(Stored data entries)
───

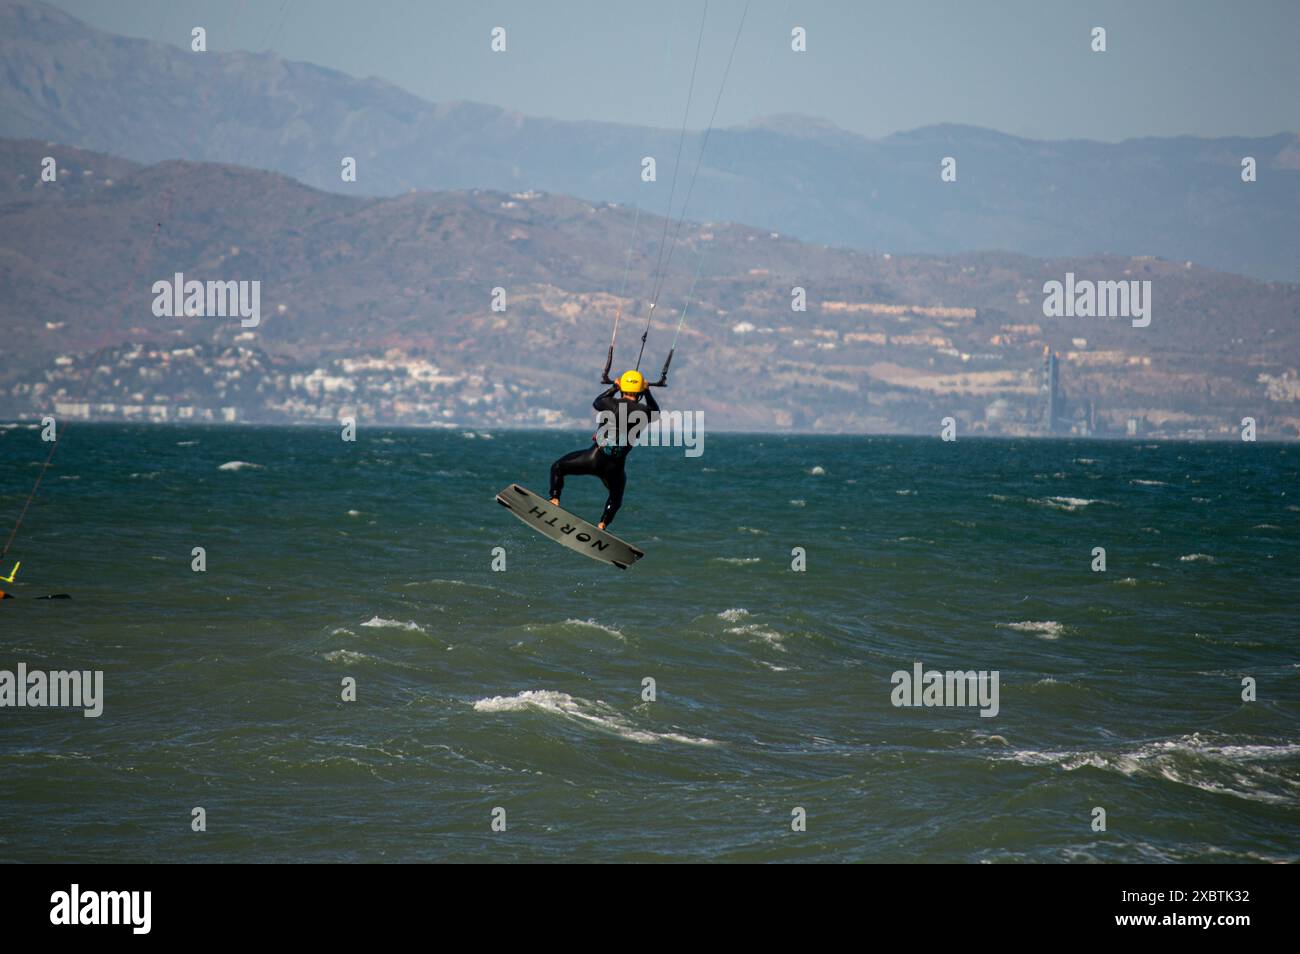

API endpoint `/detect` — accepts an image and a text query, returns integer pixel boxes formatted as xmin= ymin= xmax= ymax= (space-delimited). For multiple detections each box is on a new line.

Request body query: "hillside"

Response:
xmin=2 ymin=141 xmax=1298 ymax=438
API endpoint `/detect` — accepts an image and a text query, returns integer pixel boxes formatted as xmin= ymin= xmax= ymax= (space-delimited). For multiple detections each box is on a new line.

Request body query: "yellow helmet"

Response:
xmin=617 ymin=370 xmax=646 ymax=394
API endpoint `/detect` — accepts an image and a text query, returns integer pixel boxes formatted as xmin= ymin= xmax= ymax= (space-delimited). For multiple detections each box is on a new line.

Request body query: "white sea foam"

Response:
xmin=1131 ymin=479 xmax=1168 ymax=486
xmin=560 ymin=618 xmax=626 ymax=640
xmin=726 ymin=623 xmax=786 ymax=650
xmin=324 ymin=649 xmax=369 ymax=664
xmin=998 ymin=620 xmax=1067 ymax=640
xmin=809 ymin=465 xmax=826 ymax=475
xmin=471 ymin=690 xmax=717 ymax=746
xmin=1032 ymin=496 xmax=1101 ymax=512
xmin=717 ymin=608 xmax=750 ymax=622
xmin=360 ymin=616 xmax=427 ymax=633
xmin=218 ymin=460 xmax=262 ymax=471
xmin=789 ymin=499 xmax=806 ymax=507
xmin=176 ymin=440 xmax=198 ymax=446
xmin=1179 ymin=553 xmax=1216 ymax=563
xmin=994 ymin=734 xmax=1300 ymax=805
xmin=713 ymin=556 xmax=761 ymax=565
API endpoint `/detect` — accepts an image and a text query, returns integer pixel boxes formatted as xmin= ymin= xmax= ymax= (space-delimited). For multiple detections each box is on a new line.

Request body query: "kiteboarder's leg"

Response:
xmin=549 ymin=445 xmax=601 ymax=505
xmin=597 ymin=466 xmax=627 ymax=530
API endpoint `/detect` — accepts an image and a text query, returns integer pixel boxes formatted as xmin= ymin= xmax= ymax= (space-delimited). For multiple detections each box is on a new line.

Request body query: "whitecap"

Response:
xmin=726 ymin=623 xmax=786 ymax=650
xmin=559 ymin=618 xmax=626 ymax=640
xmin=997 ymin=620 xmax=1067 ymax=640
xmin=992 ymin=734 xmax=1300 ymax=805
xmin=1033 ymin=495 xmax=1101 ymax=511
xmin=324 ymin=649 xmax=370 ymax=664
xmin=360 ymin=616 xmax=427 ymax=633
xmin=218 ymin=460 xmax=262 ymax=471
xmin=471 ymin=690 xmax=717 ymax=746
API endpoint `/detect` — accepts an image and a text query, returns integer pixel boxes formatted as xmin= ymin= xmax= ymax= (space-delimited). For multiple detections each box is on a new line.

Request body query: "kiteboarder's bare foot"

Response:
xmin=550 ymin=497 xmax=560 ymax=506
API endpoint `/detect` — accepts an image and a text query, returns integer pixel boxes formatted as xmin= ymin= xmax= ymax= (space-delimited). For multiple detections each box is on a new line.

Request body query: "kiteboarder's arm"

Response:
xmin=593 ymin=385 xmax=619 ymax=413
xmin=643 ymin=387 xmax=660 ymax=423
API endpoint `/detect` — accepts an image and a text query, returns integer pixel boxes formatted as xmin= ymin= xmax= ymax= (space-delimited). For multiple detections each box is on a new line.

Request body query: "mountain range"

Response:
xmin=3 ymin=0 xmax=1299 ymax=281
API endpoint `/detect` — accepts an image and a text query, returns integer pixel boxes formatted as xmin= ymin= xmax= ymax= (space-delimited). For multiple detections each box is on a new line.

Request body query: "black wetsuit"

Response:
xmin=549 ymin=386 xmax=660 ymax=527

───

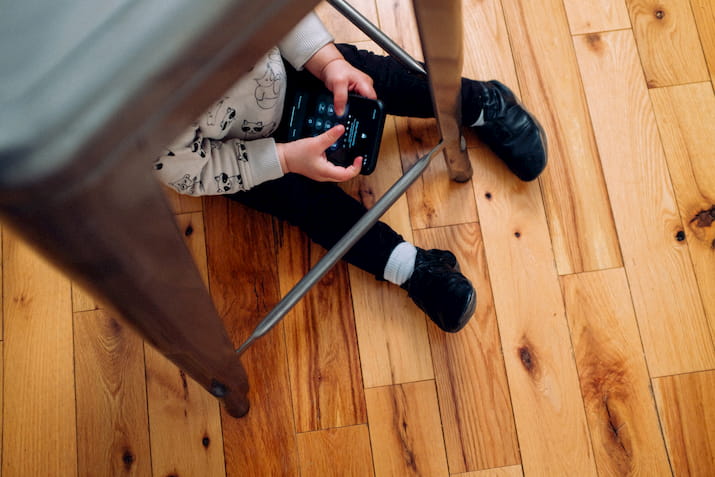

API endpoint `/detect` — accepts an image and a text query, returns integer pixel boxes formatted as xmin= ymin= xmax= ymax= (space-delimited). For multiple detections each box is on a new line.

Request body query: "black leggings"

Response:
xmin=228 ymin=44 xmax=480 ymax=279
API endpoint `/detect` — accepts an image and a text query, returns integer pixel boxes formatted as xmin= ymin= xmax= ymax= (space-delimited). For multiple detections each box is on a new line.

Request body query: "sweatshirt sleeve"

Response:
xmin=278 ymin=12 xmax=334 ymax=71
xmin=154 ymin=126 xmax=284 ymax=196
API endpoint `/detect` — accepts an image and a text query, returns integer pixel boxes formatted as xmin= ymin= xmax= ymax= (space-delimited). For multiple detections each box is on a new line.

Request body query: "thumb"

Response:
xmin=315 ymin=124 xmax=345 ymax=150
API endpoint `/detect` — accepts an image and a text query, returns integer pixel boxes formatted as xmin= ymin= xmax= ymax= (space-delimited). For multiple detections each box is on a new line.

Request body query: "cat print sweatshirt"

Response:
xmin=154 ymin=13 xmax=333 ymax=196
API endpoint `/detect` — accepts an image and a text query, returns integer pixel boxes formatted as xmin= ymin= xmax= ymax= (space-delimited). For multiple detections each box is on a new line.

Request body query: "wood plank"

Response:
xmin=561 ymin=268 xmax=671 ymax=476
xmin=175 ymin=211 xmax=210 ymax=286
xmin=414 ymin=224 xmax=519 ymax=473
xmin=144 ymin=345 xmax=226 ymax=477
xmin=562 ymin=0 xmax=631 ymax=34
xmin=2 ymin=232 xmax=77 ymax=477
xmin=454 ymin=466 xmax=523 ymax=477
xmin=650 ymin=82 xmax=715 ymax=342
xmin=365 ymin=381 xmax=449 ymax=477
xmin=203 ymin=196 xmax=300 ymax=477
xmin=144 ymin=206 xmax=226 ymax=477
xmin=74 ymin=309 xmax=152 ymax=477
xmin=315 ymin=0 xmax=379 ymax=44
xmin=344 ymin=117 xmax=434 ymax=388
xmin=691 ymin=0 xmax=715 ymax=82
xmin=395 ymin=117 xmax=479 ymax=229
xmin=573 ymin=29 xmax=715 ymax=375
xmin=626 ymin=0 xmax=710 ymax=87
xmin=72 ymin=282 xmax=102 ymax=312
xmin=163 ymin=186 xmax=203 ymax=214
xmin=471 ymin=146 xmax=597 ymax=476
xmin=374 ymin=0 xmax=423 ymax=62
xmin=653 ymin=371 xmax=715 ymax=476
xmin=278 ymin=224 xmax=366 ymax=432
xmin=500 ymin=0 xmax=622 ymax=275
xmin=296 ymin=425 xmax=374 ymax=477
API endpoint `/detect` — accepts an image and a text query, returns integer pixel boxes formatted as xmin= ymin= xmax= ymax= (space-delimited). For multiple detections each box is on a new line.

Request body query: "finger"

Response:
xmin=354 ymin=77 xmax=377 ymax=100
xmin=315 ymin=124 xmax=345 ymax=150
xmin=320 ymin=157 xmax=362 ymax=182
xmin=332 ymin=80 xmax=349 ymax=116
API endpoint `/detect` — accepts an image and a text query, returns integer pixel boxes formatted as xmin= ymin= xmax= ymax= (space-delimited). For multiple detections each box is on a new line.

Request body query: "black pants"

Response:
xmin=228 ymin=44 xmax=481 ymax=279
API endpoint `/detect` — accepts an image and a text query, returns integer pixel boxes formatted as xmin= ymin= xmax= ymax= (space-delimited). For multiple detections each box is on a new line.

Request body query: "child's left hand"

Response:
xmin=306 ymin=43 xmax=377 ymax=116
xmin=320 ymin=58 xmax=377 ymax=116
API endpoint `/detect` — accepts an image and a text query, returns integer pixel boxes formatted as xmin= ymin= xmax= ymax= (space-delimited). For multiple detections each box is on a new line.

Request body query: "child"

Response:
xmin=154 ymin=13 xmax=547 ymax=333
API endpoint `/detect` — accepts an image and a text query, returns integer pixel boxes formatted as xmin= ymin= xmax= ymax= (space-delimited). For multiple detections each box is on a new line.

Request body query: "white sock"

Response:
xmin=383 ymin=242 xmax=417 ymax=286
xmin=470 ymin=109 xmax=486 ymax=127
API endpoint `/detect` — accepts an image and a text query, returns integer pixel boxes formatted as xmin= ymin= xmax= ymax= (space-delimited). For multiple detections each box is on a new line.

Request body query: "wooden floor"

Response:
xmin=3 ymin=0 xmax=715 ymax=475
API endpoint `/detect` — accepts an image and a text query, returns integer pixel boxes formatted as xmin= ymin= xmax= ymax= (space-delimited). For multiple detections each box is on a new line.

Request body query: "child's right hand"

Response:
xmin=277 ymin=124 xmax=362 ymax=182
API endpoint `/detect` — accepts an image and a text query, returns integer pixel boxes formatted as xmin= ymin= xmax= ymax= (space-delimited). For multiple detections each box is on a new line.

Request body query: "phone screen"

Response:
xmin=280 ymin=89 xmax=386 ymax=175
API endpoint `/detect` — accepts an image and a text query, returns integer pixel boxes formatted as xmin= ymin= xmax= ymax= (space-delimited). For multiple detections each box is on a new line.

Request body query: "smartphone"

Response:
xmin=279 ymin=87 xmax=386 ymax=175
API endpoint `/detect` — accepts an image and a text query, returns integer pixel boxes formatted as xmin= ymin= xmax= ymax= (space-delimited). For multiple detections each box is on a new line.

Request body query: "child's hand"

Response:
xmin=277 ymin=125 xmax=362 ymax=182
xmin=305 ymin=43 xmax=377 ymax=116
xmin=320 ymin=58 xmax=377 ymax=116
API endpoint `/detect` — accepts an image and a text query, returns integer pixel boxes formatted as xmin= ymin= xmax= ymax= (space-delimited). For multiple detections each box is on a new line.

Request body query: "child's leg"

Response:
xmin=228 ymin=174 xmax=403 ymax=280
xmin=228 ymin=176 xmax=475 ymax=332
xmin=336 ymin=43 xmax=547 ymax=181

───

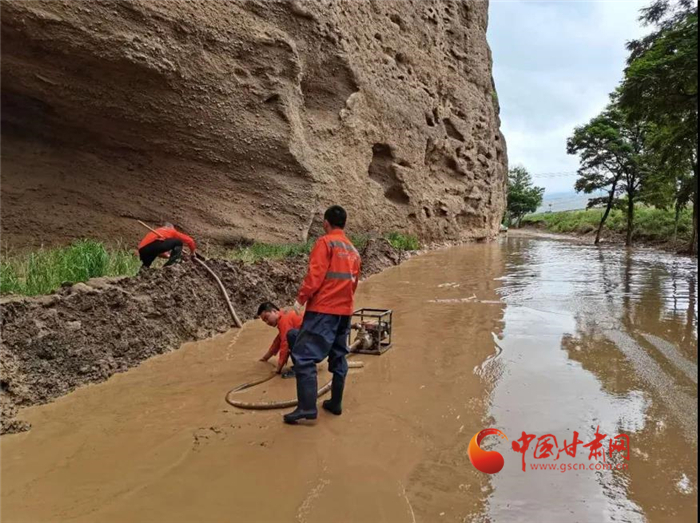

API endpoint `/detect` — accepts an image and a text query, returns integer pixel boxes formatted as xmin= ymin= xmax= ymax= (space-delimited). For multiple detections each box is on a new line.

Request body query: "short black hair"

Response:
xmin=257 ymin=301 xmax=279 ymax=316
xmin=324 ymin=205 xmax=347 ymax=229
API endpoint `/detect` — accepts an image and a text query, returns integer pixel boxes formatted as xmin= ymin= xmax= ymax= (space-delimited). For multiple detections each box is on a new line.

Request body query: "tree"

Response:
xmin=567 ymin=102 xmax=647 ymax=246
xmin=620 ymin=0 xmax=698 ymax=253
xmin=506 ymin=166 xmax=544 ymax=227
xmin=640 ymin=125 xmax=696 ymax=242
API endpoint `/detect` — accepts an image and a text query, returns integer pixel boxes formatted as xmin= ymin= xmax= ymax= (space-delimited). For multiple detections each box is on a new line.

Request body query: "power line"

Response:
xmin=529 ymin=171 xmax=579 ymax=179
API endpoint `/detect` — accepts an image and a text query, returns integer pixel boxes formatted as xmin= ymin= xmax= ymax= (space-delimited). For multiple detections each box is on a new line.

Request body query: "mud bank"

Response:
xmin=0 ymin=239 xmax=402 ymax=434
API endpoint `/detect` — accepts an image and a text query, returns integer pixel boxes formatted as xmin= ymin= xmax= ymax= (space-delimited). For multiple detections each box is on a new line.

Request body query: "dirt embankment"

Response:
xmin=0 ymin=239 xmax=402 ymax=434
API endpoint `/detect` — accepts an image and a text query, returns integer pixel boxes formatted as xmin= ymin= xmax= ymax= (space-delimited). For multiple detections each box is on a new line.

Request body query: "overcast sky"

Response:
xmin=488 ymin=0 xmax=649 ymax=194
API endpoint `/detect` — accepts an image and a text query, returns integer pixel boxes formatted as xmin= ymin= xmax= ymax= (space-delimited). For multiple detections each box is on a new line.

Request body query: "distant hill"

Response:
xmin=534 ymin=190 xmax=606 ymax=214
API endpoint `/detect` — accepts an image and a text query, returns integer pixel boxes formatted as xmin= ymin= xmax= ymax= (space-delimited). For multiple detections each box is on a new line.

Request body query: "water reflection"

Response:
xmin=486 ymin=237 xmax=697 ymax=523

───

Assignment:
Pull out all lines of the data with the string "hand".

Problem solution:
Request body query: "child's left hand"
Request body query: "child's right hand"
Request body query: "child's hand"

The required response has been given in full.